Instructions to follow
Show every line of the rows below that contains the string "bottle", matching case exactly.
━━━━━ Data records ━━━━━
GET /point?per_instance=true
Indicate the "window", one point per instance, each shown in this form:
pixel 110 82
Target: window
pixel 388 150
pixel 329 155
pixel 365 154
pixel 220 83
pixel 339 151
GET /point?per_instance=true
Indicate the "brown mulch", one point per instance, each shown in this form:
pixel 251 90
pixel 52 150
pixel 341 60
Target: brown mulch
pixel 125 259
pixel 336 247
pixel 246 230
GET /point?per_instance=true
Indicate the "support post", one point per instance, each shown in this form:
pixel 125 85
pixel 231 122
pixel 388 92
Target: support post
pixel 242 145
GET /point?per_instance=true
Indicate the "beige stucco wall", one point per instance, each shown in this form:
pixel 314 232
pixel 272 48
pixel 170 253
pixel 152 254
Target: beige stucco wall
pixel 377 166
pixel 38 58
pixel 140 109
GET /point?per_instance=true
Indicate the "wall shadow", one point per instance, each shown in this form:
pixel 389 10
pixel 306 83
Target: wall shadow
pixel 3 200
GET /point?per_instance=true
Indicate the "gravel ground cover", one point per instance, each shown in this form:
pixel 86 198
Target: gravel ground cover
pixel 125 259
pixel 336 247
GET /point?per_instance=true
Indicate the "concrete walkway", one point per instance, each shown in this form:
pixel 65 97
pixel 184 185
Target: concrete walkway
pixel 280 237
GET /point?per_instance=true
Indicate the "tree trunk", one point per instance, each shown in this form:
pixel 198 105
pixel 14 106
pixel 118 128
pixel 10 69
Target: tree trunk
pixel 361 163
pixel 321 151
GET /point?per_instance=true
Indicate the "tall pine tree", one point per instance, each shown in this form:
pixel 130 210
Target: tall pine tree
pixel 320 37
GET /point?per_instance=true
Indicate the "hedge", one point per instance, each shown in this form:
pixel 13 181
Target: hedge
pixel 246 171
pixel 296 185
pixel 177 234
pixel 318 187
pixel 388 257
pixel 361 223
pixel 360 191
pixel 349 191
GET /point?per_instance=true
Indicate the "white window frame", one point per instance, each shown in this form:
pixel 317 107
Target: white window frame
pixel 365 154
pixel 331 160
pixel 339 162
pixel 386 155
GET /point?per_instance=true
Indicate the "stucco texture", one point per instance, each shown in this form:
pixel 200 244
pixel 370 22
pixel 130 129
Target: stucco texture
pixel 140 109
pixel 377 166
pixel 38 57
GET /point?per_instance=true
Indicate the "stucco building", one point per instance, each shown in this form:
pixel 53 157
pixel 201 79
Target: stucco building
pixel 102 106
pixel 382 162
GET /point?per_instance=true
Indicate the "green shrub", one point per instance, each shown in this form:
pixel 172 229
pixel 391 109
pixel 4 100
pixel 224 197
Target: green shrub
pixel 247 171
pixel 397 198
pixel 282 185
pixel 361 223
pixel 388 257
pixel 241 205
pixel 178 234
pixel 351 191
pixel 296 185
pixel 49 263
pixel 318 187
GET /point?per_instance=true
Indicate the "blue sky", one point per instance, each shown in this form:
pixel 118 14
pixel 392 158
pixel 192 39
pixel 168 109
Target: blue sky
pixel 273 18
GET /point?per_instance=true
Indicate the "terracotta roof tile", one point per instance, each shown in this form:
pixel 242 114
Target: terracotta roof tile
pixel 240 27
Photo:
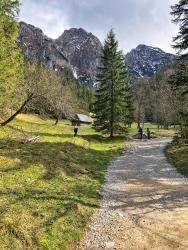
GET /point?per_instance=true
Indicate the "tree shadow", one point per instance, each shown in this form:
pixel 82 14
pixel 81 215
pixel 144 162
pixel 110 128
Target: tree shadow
pixel 78 173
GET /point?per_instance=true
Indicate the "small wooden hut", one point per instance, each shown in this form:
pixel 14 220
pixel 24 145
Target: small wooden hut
pixel 81 120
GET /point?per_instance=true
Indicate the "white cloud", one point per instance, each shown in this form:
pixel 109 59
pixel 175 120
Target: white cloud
pixel 134 21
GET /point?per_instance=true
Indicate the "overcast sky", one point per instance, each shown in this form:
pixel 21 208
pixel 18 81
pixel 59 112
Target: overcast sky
pixel 134 21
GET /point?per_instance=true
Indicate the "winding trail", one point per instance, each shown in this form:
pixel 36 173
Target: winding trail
pixel 145 203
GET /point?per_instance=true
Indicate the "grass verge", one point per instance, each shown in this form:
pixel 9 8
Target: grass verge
pixel 49 189
pixel 177 153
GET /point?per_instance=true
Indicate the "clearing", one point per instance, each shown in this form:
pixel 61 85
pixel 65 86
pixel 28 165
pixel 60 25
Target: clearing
pixel 145 203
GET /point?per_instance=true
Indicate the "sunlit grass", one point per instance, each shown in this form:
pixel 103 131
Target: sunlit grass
pixel 49 189
pixel 177 153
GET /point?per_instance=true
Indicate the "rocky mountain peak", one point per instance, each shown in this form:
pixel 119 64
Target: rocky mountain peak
pixel 83 51
pixel 145 61
pixel 39 47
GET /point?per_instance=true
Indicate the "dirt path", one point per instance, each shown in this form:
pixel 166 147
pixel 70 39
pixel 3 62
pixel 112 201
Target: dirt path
pixel 145 204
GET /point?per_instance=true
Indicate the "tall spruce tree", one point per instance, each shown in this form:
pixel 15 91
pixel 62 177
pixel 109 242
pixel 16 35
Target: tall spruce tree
pixel 179 80
pixel 11 60
pixel 110 98
pixel 180 14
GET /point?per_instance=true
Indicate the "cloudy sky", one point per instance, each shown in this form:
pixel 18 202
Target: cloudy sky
pixel 134 21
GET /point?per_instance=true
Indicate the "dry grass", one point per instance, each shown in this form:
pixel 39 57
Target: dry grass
pixel 177 153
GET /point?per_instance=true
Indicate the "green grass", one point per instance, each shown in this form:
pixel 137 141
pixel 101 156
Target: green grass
pixel 177 153
pixel 49 189
pixel 153 128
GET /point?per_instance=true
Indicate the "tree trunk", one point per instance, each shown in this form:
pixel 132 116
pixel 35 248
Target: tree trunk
pixel 17 112
pixel 58 118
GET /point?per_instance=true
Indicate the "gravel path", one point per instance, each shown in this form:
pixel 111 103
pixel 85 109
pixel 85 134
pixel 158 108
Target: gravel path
pixel 145 203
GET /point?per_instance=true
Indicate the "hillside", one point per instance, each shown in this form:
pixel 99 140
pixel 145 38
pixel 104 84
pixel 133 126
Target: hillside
pixel 80 51
pixel 49 186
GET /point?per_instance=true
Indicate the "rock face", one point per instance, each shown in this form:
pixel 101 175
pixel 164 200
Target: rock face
pixel 83 50
pixel 38 47
pixel 145 61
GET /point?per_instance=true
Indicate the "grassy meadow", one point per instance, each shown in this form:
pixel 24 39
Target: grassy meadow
pixel 50 188
pixel 177 153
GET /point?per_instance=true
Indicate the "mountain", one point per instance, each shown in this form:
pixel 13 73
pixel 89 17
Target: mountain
pixel 38 47
pixel 145 61
pixel 83 50
pixel 80 51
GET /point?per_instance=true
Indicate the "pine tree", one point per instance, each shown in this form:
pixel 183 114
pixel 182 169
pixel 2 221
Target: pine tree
pixel 11 60
pixel 110 97
pixel 180 13
pixel 179 80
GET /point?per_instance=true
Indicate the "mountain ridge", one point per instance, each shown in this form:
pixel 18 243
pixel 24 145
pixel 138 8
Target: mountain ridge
pixel 80 51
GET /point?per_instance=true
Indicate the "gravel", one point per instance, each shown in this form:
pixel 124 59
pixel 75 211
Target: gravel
pixel 145 203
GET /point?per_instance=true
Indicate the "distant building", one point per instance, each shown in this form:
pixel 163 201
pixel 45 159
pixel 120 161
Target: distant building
pixel 80 119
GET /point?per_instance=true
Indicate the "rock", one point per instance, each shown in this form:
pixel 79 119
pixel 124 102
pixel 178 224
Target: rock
pixel 38 47
pixel 80 51
pixel 145 61
pixel 83 50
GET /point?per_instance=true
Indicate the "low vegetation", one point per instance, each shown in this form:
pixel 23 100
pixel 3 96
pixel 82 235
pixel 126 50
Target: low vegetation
pixel 49 188
pixel 177 153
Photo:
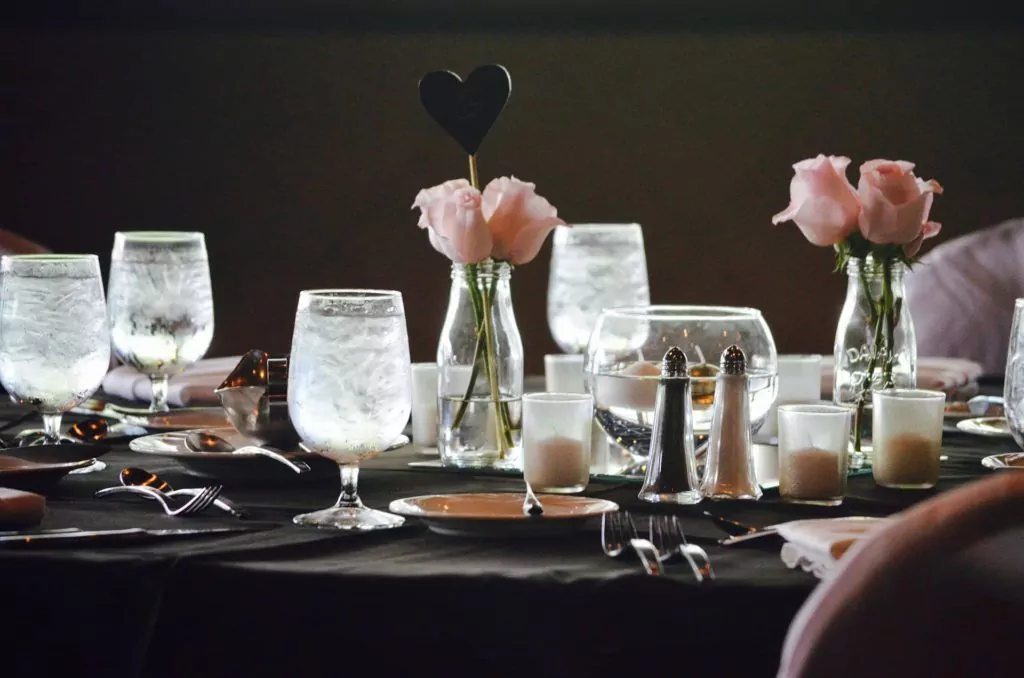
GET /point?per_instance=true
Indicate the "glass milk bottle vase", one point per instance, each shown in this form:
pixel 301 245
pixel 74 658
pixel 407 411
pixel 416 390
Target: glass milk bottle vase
pixel 875 341
pixel 480 370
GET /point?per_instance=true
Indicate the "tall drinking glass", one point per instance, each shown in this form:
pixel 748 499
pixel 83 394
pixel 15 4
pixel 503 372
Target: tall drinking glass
pixel 1013 387
pixel 54 342
pixel 349 389
pixel 161 304
pixel 593 266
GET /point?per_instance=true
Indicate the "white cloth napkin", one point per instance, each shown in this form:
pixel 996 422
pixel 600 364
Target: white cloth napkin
pixel 816 545
pixel 193 387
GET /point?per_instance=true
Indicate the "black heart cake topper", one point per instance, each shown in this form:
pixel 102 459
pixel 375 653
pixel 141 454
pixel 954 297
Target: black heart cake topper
pixel 467 110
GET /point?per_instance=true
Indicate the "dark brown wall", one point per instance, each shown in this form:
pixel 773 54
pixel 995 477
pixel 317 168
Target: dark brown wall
pixel 299 154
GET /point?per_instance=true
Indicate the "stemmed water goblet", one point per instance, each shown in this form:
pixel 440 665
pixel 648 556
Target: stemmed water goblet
pixel 54 341
pixel 593 266
pixel 161 304
pixel 349 389
pixel 1013 386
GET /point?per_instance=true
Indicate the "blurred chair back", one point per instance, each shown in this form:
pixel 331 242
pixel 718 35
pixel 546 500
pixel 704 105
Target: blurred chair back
pixel 937 593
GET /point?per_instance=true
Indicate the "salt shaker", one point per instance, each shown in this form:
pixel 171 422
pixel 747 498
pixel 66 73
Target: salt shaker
pixel 729 472
pixel 672 467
━━━━━
Output of the task
Indicate the "glass milk bottle vase", one point per instance, each shown in this form:
Target: glass milk bottle vase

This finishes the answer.